Stored items
________________________________________
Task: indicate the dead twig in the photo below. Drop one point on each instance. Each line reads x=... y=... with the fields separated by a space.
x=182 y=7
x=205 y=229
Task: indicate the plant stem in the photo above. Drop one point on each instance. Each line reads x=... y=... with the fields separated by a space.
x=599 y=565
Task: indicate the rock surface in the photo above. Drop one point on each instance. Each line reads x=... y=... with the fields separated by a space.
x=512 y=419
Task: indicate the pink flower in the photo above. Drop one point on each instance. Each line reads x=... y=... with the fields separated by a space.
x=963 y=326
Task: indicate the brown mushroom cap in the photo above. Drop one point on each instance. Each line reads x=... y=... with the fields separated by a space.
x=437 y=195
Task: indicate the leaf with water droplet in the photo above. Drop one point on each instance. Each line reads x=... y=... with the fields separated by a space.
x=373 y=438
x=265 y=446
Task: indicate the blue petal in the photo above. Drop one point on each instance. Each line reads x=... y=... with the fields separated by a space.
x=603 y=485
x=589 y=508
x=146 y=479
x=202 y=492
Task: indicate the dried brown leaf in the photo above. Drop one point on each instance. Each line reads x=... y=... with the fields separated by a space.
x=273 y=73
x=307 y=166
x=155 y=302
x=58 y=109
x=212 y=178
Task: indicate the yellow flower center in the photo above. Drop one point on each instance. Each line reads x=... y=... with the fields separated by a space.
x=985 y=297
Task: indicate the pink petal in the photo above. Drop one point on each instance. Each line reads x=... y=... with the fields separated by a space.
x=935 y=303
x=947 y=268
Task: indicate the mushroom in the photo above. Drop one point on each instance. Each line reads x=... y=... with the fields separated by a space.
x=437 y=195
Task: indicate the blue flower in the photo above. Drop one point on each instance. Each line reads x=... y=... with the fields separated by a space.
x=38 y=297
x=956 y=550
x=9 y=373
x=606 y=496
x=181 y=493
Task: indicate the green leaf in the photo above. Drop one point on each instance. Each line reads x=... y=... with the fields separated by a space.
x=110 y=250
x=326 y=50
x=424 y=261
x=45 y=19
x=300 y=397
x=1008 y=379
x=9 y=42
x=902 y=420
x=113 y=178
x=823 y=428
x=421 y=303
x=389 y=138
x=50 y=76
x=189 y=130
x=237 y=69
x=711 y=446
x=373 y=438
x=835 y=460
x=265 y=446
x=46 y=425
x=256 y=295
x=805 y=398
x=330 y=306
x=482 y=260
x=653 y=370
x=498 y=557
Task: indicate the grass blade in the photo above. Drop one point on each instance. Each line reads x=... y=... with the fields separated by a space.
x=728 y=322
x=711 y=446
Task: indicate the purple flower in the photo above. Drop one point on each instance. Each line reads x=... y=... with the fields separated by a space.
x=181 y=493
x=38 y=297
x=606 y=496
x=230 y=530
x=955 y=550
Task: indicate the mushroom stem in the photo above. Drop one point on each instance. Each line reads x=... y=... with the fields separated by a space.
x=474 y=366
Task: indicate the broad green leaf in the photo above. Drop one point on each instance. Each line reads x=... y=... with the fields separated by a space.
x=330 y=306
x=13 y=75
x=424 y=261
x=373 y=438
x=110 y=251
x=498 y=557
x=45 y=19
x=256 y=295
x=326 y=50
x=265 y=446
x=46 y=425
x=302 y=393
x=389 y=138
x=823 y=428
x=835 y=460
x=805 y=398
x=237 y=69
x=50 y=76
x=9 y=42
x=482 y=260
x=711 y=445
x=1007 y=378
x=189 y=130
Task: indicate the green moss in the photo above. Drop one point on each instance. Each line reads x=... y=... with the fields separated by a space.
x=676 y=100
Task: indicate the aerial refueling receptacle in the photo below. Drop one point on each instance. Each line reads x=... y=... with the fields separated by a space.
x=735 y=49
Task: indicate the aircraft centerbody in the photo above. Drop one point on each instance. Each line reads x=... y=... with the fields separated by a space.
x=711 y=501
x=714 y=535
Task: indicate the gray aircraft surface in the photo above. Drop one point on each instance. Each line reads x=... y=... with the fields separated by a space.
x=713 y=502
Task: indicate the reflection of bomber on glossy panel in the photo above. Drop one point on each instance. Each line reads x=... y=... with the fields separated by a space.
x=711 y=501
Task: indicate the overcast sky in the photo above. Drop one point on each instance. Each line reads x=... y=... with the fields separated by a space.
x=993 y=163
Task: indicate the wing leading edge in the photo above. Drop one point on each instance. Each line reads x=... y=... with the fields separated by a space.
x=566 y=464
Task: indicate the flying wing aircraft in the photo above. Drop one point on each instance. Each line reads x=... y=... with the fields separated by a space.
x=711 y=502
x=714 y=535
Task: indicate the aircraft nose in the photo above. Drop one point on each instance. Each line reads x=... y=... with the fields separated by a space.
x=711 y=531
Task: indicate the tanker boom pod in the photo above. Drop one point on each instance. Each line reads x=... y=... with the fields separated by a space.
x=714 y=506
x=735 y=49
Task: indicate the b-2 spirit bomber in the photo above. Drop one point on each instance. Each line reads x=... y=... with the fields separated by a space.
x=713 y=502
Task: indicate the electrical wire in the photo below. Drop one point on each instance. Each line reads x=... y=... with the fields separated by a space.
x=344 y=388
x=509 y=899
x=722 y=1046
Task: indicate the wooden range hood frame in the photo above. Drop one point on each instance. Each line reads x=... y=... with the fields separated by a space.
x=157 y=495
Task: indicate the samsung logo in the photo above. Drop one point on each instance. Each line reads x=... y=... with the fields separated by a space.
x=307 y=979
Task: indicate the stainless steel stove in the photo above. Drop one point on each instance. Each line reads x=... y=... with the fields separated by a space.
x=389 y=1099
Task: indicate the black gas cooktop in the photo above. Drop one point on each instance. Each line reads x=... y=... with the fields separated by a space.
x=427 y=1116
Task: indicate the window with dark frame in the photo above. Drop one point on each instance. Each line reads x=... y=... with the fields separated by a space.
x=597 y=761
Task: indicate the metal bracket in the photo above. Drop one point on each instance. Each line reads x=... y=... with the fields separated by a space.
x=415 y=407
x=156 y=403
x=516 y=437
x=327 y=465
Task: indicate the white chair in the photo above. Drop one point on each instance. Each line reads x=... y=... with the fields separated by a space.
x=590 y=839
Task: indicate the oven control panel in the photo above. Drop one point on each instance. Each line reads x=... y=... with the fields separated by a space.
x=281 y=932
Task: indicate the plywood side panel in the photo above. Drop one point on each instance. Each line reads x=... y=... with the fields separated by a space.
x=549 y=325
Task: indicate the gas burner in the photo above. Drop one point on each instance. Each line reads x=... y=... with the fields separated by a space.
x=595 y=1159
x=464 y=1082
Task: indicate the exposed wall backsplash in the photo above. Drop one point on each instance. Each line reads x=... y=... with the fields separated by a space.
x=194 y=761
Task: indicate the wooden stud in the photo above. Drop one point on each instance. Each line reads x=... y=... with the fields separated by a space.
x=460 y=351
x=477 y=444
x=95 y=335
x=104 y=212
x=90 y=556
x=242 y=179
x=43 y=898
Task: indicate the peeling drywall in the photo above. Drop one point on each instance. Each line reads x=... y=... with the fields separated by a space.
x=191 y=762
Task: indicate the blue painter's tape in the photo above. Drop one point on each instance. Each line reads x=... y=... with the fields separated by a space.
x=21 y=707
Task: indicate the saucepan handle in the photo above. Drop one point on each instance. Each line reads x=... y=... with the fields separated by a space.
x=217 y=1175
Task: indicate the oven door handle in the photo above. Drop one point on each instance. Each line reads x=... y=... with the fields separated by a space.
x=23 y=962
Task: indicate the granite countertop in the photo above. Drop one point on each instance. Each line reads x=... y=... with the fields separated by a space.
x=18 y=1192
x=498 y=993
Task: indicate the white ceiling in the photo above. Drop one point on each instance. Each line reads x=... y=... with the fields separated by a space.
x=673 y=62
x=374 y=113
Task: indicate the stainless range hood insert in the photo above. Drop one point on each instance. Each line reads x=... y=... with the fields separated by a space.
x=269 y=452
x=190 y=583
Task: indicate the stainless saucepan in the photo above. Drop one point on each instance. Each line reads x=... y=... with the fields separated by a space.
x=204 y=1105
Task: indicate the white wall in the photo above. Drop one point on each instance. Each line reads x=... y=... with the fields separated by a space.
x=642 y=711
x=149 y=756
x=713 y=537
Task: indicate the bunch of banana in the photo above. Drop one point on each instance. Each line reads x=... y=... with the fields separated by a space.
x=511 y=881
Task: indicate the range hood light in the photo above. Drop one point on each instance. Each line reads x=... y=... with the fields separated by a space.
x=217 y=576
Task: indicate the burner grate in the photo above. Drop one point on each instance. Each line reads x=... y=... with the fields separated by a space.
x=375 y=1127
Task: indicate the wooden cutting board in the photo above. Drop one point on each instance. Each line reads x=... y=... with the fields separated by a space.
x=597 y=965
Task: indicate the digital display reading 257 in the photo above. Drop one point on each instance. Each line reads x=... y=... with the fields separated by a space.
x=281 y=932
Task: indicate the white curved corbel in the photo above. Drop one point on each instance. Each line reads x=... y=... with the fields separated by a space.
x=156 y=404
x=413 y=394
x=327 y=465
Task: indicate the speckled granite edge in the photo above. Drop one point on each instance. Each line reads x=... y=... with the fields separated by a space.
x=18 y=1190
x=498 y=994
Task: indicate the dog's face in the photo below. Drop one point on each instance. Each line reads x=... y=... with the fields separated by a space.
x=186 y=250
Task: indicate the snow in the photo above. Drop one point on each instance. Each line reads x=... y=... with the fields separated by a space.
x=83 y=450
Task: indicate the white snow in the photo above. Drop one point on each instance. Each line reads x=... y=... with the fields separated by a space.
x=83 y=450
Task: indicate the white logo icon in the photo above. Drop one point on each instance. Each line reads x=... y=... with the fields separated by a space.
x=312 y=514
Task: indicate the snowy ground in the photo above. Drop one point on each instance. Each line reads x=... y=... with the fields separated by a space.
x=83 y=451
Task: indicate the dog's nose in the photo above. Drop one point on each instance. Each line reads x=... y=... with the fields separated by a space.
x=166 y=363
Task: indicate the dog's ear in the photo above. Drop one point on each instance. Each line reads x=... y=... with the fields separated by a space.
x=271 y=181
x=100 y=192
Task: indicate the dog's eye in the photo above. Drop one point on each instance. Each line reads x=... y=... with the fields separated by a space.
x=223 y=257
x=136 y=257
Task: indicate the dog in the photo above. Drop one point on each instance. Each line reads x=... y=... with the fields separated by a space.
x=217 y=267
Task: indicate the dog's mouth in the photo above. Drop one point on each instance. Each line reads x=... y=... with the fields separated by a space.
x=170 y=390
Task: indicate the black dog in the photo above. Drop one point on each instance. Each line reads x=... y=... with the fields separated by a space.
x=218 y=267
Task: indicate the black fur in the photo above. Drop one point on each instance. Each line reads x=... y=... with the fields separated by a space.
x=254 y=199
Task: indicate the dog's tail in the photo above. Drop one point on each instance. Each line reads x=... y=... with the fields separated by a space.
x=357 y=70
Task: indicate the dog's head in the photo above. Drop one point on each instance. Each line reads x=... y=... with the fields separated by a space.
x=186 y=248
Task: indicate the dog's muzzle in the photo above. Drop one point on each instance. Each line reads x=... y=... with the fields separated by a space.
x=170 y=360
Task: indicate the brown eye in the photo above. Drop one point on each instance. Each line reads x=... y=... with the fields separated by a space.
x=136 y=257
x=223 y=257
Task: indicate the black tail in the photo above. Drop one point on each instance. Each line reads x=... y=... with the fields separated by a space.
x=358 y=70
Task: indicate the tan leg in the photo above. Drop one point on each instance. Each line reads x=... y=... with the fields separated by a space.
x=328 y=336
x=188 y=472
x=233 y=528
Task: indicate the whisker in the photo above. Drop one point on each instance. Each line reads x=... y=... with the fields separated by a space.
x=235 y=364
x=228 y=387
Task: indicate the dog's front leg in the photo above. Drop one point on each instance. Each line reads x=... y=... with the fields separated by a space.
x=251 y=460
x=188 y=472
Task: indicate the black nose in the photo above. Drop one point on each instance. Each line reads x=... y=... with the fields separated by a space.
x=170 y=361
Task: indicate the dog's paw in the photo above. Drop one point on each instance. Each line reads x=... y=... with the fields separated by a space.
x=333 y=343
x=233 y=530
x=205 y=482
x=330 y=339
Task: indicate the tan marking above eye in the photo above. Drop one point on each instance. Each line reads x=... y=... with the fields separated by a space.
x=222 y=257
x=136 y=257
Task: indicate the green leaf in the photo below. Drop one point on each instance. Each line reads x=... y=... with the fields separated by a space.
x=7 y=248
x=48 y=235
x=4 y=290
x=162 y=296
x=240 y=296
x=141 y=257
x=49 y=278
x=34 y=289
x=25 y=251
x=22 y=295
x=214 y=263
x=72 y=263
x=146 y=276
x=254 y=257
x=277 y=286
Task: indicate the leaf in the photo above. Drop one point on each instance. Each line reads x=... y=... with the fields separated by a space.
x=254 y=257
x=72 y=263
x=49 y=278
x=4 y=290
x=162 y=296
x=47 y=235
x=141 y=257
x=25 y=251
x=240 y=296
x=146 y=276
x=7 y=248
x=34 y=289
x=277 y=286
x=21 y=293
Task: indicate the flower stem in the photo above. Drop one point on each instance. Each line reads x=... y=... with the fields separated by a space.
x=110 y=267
________________________________________
◆ **The exercise**
Give again only the lines starting at the one that contains "Task: indicate the leaf in" and running to the end of the data.

◆ **Task result**
Task: indicate the leaf in the photo above. Drop one point on each instance. Each line reads x=... y=... with the fields separated by a space.
x=254 y=257
x=72 y=263
x=49 y=278
x=4 y=290
x=162 y=296
x=47 y=235
x=141 y=257
x=25 y=251
x=240 y=296
x=146 y=276
x=7 y=248
x=34 y=289
x=277 y=286
x=21 y=293
Task: indicate the flower stem in the photo above. Drop one point on each instance. Each line reads x=... y=... with the fields separated by a space.
x=110 y=267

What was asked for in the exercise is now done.